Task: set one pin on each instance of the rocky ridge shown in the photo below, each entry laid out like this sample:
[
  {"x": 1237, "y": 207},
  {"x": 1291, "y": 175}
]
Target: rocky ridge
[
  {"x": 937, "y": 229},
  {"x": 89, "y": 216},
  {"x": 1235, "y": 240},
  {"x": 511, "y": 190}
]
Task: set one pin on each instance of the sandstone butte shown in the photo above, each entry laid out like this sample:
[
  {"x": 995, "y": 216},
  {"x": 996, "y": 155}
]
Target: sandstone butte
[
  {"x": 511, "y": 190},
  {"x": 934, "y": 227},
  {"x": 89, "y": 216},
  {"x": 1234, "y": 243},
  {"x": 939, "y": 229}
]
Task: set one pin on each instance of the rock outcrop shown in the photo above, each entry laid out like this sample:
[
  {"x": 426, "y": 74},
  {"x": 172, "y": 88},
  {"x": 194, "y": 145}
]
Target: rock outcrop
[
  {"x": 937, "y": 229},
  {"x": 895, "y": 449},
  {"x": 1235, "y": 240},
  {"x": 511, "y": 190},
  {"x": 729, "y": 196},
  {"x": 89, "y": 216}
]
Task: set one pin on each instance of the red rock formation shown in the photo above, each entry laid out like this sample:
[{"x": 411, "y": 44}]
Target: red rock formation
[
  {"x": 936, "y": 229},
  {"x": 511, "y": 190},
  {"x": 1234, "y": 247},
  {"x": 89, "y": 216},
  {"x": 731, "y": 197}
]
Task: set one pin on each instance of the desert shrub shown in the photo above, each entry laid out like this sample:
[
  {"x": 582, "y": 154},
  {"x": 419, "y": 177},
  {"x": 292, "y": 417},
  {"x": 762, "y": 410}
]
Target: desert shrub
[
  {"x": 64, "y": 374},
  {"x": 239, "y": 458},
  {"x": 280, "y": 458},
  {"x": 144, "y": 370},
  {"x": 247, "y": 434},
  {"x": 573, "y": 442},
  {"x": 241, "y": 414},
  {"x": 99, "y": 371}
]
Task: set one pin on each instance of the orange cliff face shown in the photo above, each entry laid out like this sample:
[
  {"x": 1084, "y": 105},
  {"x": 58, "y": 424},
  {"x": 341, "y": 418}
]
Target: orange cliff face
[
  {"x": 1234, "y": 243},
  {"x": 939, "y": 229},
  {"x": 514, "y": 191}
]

========================================================================

WHAT YOU ARE ASKED TO DO: Render every line of the entries above as a Markdown table with a No. column numbering the rows and a Line column holding each line, leaving out blank lines.

ANSWER TO THE EXERCISE:
| No. | Line |
|---|---|
| 1 | Task: set one pin on each instance of the rocky ridge shown in the photo below, each entry laid out like this sample: |
| 2 | [ |
| 3 |   {"x": 1237, "y": 207}, |
| 4 |   {"x": 1291, "y": 175} |
| 5 | ] |
| 6 | Target: rocky ridge |
| 7 | [ |
| 8 |   {"x": 937, "y": 229}, |
| 9 |   {"x": 89, "y": 216}, |
| 10 |   {"x": 1235, "y": 240}, |
| 11 |   {"x": 511, "y": 190} |
| 12 | ] |
| 13 | Task: set one pin on each instance of the sandstone butte shown in the photo above, each entry laid out like this sample: |
| 14 | [ |
| 15 |   {"x": 995, "y": 216}, |
| 16 |   {"x": 996, "y": 155} |
| 17 | ] |
| 18 | Target: sandstone butte |
| 19 | [ |
| 20 |   {"x": 511, "y": 190}, |
| 21 |   {"x": 934, "y": 227}, |
| 22 |   {"x": 89, "y": 216}, |
| 23 |   {"x": 1234, "y": 243}, |
| 24 |   {"x": 939, "y": 229} |
| 25 | ] |
| 26 | Task: set one pin on each instance of the rock outcrop shown in the photo above, each entry laid out like this sample: |
| 27 | [ |
| 28 |   {"x": 426, "y": 74}, |
| 29 |   {"x": 172, "y": 88}, |
| 30 |   {"x": 194, "y": 145} |
| 31 | ] |
| 32 | Target: rock outcrop |
| 33 | [ |
| 34 |   {"x": 937, "y": 229}, |
| 35 |   {"x": 895, "y": 449}, |
| 36 |   {"x": 1235, "y": 240}, |
| 37 |   {"x": 511, "y": 190}, |
| 38 |   {"x": 729, "y": 196}, |
| 39 |   {"x": 89, "y": 216} |
| 40 | ] |
| 41 | Task: set one pin on each instance of the red rock formation shown in the photo above, each entry laid out like this sample: |
| 42 | [{"x": 411, "y": 44}] |
| 43 | Target: red rock formation |
| 44 | [ |
| 45 |   {"x": 936, "y": 229}, |
| 46 |   {"x": 511, "y": 190}, |
| 47 |   {"x": 1234, "y": 247}, |
| 48 |   {"x": 89, "y": 216}, |
| 49 |   {"x": 731, "y": 197} |
| 50 | ] |
| 51 | Task: set one pin on each instance of the desert shrub shown in the photo above, each entry laid out like this sample: |
| 52 | [ |
| 53 |   {"x": 582, "y": 154}, |
| 54 |   {"x": 419, "y": 177}, |
| 55 |   {"x": 292, "y": 417}, |
| 56 |   {"x": 762, "y": 410} |
| 57 | ] |
| 58 | Target: desert shrub |
| 59 | [ |
| 60 |   {"x": 64, "y": 374}, |
| 61 |   {"x": 239, "y": 458}, |
| 62 |   {"x": 280, "y": 458}, |
| 63 |   {"x": 144, "y": 370}, |
| 64 |   {"x": 247, "y": 434}, |
| 65 |   {"x": 573, "y": 442}, |
| 66 |   {"x": 241, "y": 414}, |
| 67 |   {"x": 99, "y": 371} |
| 68 | ] |
| 69 | Task: set one pin on each instance of the orange cliff face shown in the photo above, each entry laid out like this sample: |
| 70 | [ |
| 71 |   {"x": 1084, "y": 105}, |
| 72 |   {"x": 58, "y": 424}, |
| 73 |   {"x": 341, "y": 418} |
| 74 | ] |
| 75 | Target: orange cliff face |
| 76 | [ |
| 77 |   {"x": 1234, "y": 243}, |
| 78 |   {"x": 939, "y": 229}, |
| 79 |   {"x": 514, "y": 191} |
| 80 | ] |